What you need to do
Please format every line of the items below as a JSON list of strings, one string per line, with blank lines dropped. Leave the pictures out of the answer.

[Items from a labeling collection]
<<<<

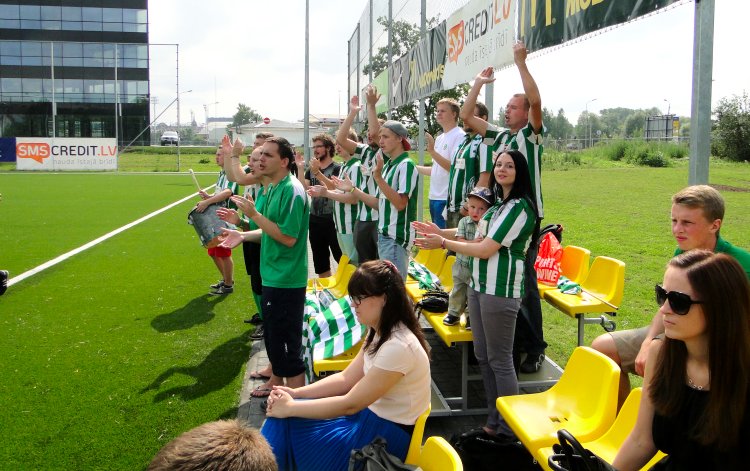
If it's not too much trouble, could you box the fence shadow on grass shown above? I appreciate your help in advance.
[151,294,227,333]
[140,329,252,402]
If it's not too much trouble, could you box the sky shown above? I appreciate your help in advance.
[149,0,750,124]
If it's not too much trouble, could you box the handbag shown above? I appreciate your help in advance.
[414,289,450,319]
[349,437,417,471]
[548,429,617,471]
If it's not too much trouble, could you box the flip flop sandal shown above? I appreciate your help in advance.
[250,385,273,397]
[250,371,271,381]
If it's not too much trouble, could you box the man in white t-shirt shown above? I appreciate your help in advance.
[417,98,466,229]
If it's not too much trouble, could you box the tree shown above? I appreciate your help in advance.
[712,92,750,162]
[362,16,469,137]
[231,103,263,128]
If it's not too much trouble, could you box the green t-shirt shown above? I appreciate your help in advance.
[674,236,750,278]
[378,152,419,250]
[260,175,310,288]
[469,199,536,298]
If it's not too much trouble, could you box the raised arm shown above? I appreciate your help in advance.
[420,132,451,173]
[221,135,260,185]
[365,85,380,139]
[513,42,542,133]
[336,95,364,155]
[459,67,495,136]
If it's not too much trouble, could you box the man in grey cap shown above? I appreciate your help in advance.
[333,120,418,279]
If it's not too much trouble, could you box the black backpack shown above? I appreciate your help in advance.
[414,289,448,318]
[450,429,542,471]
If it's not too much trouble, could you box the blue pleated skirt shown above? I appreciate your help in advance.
[261,408,411,471]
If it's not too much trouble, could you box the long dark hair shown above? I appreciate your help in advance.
[266,136,297,176]
[490,149,539,218]
[650,250,750,450]
[349,260,430,356]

>>>>

Answer below
[
  "If it's not too much trouble, could you box the fence shadow on grass shown above? I appreciate your help in advance.",
  "[151,294,227,333]",
  "[140,329,252,402]",
  "If it's not too much trouble, could you box the sky shown above? I appreciate your help in advance.",
  "[149,0,750,124]",
  "If it's not too much trouble, could you box the handbag shown above? I appreciate your help in advance.",
  "[414,289,450,319]",
  "[349,437,417,471]",
  "[548,429,617,471]",
  "If it's not too much trouble, could you box the flip flop sandal shown above? I appreciate your help in advance.",
  "[250,385,273,397]",
  "[250,371,271,381]",
  "If it's not too much trouble, could you box the man in white t-shirt shown above? I appreciate your help in advance.",
  "[417,98,466,229]",
  "If it's not too much trouble, could you box the tree shown above? I appreciate your help in advance.",
  "[712,92,750,162]",
  "[362,16,469,137]",
  "[231,103,263,128]",
  "If it's not too much trouble, could you box the green t-shirt shown above? I appreciate your help in advance.",
  "[674,236,750,278]",
  "[378,152,419,250]",
  "[260,175,310,288]",
  "[469,199,536,298]",
  "If it's not too much trouble, could you box the raised arm shown above? I appreciate your help in advance.",
  "[420,132,451,173]",
  "[221,135,260,185]",
  "[365,85,380,139]",
  "[513,42,542,133]",
  "[336,95,364,155]",
  "[459,67,495,136]",
  "If it's not too much trouble, could you box the man in grey cap shown above? I appreciate your help in advance.",
  "[333,120,418,279]",
  "If it's not too much trouble, could you box the black backpack shown above? I appreciate your help in advance.",
  "[414,289,448,318]",
  "[450,429,542,471]",
  "If it's not too much trouble, could you box the blue pleated skirt shown above? I appreciate your help in advance.",
  "[261,408,411,471]",
  "If it's not too much trouble, could you box the long dark hair shown above? I appreciate your help in advance.",
  "[266,136,297,176]",
  "[490,149,539,218]",
  "[650,250,750,450]",
  "[349,260,430,356]"
]